● **TEXTO DE LEITURA**:
B. Linguagem da história em quadrinhos

No Bartoon em análise, um homem, trajando camisa e gravata, lê o jornal e, atrás do balcão, outro homem, vestindo uniforme, comenta a notícia. As duas personagens são estereotipadas, isto é, foram desenhadas a partir de características físicas comumente reconhecidas, aceitas e associadas a sua posição na sociedade. O primeiro homem, o que lê o jornal, é reconhecido como um cliente do bar, alguém que, provavelmente, trabalha em um escritório ou uma repartição pública; seus traços simplificados, enfatizam ainda mais seu estereótipo de indivíduo comum. O segundo, mesmo por sua localização no cenário, é o barman. A intenção do cartunista é, claramente, aproximar o leitor de suas personagens, para que se identifique com elas e, em conseqüência, com o tema debatido.

O espaço de fundo exerce a mesma função: facilitar a identificação do leitor: um balcão, duas ou três banquetas, e a torneira do barril de chope, símbolos pictóricos que transmitem instantaneamente a imagem de um bar qualquer.

As únicas expressões esboçadas pelas personagens são: o abrir e fechar da boca no ato de fala, e um pequeno gesto do barman, que transmite um significado. A posição da mão do barman expressa a indignação, a dúvida, que corrobora a indagação por ele feita. Entretanto, a linguagem dos seus movimentos corporais não são suficientes para garantir o entendimento da narração, isso quer dizer que as imagens não poderiam ser dissociadas das palavras sem prejuízo da narrativa.

● **ITENS FORNECIDOS**:

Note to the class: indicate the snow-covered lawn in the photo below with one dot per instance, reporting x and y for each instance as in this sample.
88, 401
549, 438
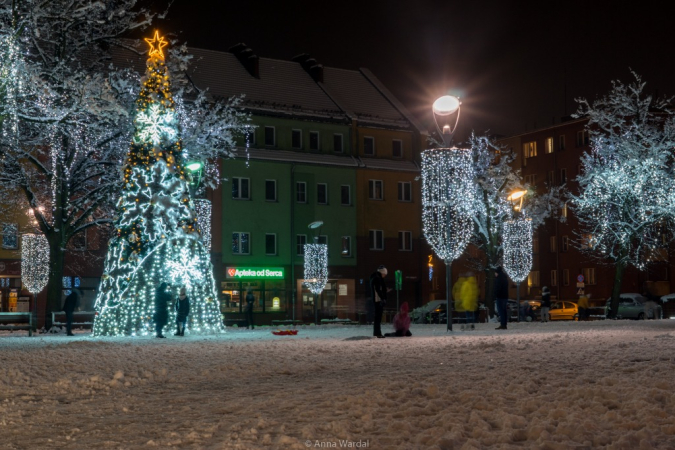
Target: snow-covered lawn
553, 386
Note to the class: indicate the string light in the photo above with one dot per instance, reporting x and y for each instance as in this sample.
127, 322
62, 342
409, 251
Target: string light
34, 262
158, 238
316, 267
517, 244
448, 200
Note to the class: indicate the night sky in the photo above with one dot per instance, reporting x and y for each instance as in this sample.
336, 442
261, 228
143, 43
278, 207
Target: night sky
515, 65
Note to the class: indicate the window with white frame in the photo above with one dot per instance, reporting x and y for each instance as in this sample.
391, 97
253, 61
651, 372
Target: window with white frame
369, 146
241, 243
240, 188
337, 143
314, 140
300, 241
296, 138
322, 193
271, 190
301, 192
589, 275
346, 246
405, 241
375, 189
270, 140
376, 239
270, 243
345, 195
549, 145
404, 191
10, 236
397, 148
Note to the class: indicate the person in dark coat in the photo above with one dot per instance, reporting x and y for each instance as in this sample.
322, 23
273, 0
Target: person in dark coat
502, 297
378, 292
162, 300
182, 311
69, 306
250, 301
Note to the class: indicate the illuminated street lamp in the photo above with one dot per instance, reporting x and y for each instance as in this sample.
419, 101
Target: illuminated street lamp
448, 194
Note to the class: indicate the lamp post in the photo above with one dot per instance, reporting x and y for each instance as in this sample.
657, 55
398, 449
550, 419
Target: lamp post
316, 267
448, 194
517, 242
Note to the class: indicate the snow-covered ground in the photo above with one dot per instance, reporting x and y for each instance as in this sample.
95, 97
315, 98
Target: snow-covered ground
551, 386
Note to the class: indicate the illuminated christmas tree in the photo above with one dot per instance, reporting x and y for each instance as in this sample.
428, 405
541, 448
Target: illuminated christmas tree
158, 238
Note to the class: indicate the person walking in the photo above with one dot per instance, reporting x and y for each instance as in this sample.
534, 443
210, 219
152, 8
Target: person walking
250, 301
502, 297
401, 323
378, 291
162, 300
71, 303
545, 303
182, 311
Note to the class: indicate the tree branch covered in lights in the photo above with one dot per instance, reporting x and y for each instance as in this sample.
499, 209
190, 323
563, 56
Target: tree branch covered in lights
627, 185
67, 114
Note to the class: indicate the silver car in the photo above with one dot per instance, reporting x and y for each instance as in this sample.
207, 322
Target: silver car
636, 306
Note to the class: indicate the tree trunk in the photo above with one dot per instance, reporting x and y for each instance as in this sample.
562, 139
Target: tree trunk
55, 283
616, 290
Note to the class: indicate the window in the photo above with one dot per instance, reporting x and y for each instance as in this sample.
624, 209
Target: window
269, 136
271, 190
300, 241
270, 244
376, 238
322, 193
589, 276
10, 235
240, 189
375, 189
345, 195
313, 140
337, 143
404, 191
369, 146
296, 138
346, 246
549, 145
301, 192
241, 243
405, 241
397, 148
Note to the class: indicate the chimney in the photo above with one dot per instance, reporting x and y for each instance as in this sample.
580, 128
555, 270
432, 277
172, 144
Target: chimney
247, 58
313, 68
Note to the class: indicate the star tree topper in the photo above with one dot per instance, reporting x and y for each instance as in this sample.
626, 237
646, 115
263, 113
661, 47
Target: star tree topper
157, 43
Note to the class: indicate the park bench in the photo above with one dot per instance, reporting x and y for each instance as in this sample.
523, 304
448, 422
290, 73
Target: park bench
17, 321
80, 318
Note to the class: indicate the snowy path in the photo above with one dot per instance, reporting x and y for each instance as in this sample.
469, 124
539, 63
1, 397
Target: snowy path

● **O QUE SE PEDE**:
[1] Segundo o texto sobre a linguagem da história em quadrinhos, quais símbolos pictóricos compõem o espaço de fundo do Bartoon?
[2] Traduza para o inglês esta frase do texto sobre a linguagem da história em quadrinhos: "A posição da mão do barman expressa a indignação, a dúvida, que corrobora a indagação por ele feita."
[3] Prossiga o texto sobre a linguagem da história em quadrinhos a partir do ponto em que ele termina.

● **RESPOSTAS**:
[1] Um balcão, duas ou três banquetas e a torneira do barril de chope.

[2] The position of the bartender's hand expresses indignation, doubt, which corroborates the question he asks.

[3]
O balão de fala, recurso que tenta capturar e tornar visível o som, é aberto. Considerando-se a localização do Bartoon na edição impressa do jornal (na secção Espaço Público), o significado do balão aberto torna-se ainda mais evidente: a fala das personagens é a fala do público. Com o mesmo objetivo, o autor omitiu o enquadramento, eliminando qualquer delimitação à sua história em quadrinhos.

Cabe, ainda, falar da função do timing, empregado nas falas das personagens, que prolongam a história, utilizando reticências, para indicar que o tempo passa lentamente, e para enfatizar a fala das personagens e seu tom irônico sobre o tema.

Temos, portanto, um bar qualquer, um cliente qualquer, e um garçom qualquer que debatem sobre uma notícia do jornal The Jacarta Post. A fala das personagens está carregada de ironia, tanto em ... a Indonésia tem dado a impressão que apóia as milícias (grifo nosso), quanto em Mas ... onde é que eles foram buscar essa idéia? (grifo nosso), despertando no leitor a indignação, e levando-o a reflexão acerca da relação entre Jacarta e as milícias em Timor-Leste.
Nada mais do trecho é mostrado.